Parts of the exercise:
[a] Using the text on Europe's tech dependency below, mark each statement as yes or no and quote the words that decide it: (i) US hyperscalers control 72 percent of the European cloud market. (ii) Ten of the 50 largest technology companies worldwide are European. (iii) The US CLOUD Act lets US authorities reach data held by American companies only when the servers are in the US.
[b] Resume the text on Europe's tech dependency below, picking up right after its last sentence.

Selected excerpt:
*** Block opens ***

The scale of this dependency becomes tangible when looking at individual market share figures: US hyperscalers control 72 percent of the European cloud market. Microsoft holds a market share of around 70 percent for operating systems in Europe – from small businesses to public administration, including sensitive government agencies. Of the 50 largest technology companies worldwide, only four are European. This is not a market failure; it is the result of decades of investment and scaling advantages, made possible in the US by the close integration of the military, research, and the tech sector.
Furthermore, there is a specifically digital power asymmetry created by American law: The US CLOUD Act allows US authorities to access data stored by American companies – regardless of whether the servers are located in Europe. This structurally undermines the European General Data Protection Regulation (GDPR) and forces European companies and authorities into a permanent legal ambiguity between European data protection and American access privileges.
The EU's reaction to this is a costly paradox: Europe has become the world's leading regulator of digital markets – with the DMA, DSA, GDPR, the AI Act, and now the Cloud and AI Development Act (CADA) – and yet earns nothing from it. American corporations pay fines that are peanuts compared to their European revenues, make minor adjustments to their interfaces, and continue operating as before. The pattern, which can be aptly described by a pointed formula, is: Europe sets the rules, America makes the money.

*** Block closes ***

Dataset excerpts:

*** Block opens ***

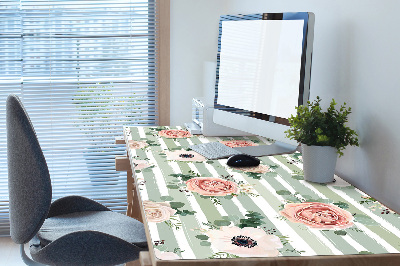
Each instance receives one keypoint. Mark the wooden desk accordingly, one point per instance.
(200, 211)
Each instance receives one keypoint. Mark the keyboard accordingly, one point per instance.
(214, 150)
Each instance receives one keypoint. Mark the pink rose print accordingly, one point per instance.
(140, 164)
(245, 242)
(211, 186)
(157, 212)
(174, 133)
(318, 215)
(238, 143)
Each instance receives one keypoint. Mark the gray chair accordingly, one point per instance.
(70, 231)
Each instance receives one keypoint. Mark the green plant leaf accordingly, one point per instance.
(205, 243)
(364, 219)
(176, 205)
(222, 222)
(283, 192)
(202, 237)
(166, 198)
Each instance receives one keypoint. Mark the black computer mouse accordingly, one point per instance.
(242, 160)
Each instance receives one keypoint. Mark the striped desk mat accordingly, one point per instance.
(199, 209)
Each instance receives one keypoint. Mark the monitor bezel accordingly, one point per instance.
(305, 69)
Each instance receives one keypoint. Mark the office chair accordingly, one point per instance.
(70, 231)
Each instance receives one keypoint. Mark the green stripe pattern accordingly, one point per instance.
(189, 230)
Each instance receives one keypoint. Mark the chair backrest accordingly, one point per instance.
(29, 183)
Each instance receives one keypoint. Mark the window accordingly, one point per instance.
(83, 69)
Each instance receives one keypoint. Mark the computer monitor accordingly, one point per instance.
(263, 73)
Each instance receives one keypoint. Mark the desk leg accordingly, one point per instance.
(132, 198)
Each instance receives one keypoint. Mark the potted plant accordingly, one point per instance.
(323, 135)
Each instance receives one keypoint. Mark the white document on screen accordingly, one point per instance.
(260, 63)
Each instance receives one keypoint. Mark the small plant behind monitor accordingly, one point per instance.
(323, 136)
(313, 127)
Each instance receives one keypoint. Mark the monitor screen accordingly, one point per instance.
(263, 72)
(260, 63)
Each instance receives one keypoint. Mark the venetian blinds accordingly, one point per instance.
(83, 69)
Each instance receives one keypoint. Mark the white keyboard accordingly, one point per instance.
(214, 150)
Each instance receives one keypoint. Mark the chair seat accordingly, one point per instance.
(108, 222)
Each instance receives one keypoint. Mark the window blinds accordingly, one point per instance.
(83, 69)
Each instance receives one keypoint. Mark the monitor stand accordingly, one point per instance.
(266, 150)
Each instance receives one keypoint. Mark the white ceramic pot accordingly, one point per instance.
(319, 163)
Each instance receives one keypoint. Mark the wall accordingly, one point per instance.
(194, 41)
(355, 60)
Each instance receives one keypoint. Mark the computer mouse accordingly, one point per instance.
(242, 160)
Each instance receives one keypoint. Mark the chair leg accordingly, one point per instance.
(26, 259)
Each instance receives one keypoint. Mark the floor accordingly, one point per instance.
(9, 253)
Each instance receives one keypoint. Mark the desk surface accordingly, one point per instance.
(201, 209)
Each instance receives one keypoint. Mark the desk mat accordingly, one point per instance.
(202, 209)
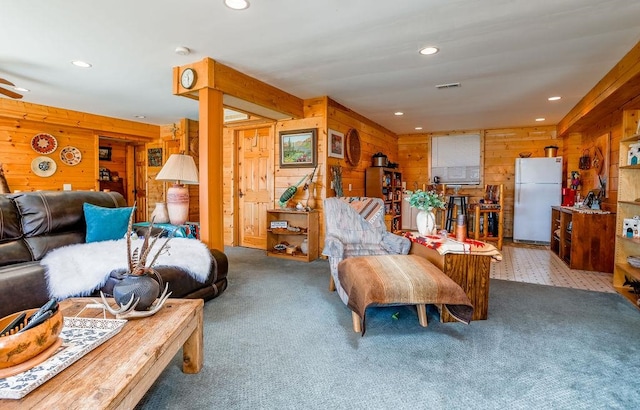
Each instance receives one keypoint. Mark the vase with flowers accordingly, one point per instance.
(425, 202)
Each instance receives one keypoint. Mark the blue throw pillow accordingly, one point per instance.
(105, 224)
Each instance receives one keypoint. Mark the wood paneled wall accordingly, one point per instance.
(20, 121)
(500, 148)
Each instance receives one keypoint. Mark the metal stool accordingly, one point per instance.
(450, 208)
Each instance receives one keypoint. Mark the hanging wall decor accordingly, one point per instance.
(43, 166)
(44, 143)
(70, 155)
(298, 149)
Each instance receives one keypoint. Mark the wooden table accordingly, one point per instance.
(119, 372)
(471, 272)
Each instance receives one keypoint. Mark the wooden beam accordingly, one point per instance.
(616, 89)
(211, 167)
(212, 74)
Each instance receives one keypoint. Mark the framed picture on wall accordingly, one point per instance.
(335, 140)
(104, 153)
(154, 157)
(298, 148)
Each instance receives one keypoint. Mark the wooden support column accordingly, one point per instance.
(211, 175)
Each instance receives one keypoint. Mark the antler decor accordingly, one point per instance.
(136, 293)
(128, 311)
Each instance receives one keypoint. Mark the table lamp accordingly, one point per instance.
(181, 169)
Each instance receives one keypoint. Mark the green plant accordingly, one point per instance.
(425, 200)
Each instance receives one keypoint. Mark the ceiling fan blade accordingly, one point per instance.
(10, 93)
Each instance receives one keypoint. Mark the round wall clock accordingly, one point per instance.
(44, 143)
(188, 78)
(70, 155)
(353, 146)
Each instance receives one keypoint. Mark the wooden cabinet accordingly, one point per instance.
(583, 239)
(628, 207)
(386, 183)
(290, 227)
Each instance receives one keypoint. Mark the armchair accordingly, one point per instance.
(354, 226)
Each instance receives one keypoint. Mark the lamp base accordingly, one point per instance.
(178, 204)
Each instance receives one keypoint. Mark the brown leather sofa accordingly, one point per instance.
(33, 223)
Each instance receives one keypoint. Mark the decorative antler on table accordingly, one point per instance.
(128, 311)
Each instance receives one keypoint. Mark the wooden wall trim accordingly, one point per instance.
(20, 110)
(212, 74)
(333, 104)
(619, 86)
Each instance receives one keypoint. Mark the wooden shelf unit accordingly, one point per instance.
(307, 220)
(386, 183)
(628, 207)
(583, 240)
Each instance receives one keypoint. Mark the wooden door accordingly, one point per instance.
(255, 184)
(140, 182)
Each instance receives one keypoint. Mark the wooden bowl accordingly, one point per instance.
(20, 347)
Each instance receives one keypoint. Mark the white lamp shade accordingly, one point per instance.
(180, 168)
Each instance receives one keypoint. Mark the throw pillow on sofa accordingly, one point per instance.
(105, 224)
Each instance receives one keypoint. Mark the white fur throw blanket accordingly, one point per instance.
(78, 270)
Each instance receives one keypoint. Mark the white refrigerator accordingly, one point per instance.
(538, 187)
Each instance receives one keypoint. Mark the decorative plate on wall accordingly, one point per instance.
(353, 147)
(70, 155)
(43, 166)
(44, 143)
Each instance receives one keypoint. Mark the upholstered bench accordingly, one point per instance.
(387, 280)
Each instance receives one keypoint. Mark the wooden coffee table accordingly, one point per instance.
(119, 372)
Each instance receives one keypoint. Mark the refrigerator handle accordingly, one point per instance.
(518, 176)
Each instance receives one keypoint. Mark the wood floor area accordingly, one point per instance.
(537, 264)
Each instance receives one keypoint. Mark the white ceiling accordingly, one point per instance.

*** Block closes ***

Answers per task:
[a]
(i) Yes: "US hyperscalers control 72 percent of the European cloud market."
(ii) No: "Of the 50 largest technology companies worldwide, only four are European."
(iii) No: "regardless of whether the servers are located in Europe."

[b]
The cost of building a truly sovereign European cloud infrastructure is estimated at around €200 billion. This is politically feasible, technically challenging, and economically viable only if European customers are genuinely willing to bear the additional costs of sovereignty. This willingness is currently limited. Lock-in effects resulting from years of using American platforms, a lack of compatible alternatives, and sheer convenience keep companies and government agencies dependent.
The situation is particularly critical with regard to artificial intelligence. Europe's lag in building its own AI infrastructure is not only an economic problem, but also a security policy issue: The AI systems that European administrations, corporations, and media are increasingly relying on run on US infrastructure, trained with global datasets under American jurisdiction. The next wave of digital dependency is already emerging, even before the previous one has been overcome.
Tariffs as an instrument of power: The art of asymmetric pressure
The Trump administration's trade policy has exposed the latent power imbalance between the US and the EU. By imposing punitive tariffs on European steel, aluminum, and automobile exports, as well as temporarily setting a general tariff of 20 percent on all EU goods, Washington has used a tool of pressure that has no formal basis in WTO rules, but is effective.
The economic simulations are sobering: A prolonged transatlantic trade war could halve EU exports to the US in the long term. The effects would be highly unevenly distributed – countries like Slovakia, Austria, and Lithuania would be disproportionately affected, as would sectors such as automotive, pharmaceuticals, mechanical engineering, and electronics. This sectoral concentration is no coincidence: Washington is specifically targeting tariffs in areas where Europe has strong export interests – cars, chemicals, and machinery.
The EU responded to this challenge with a characteristic combination of restraint and rhetorical toughness. Retaliatory measures were announced several times and just as often postponed. This has a rational basis: aware that further escalation would also harm Europe, Brussels is pursuing a strategy of de-escalation. The problem is that Washington interprets this strategy as a weakness that invites further pressure.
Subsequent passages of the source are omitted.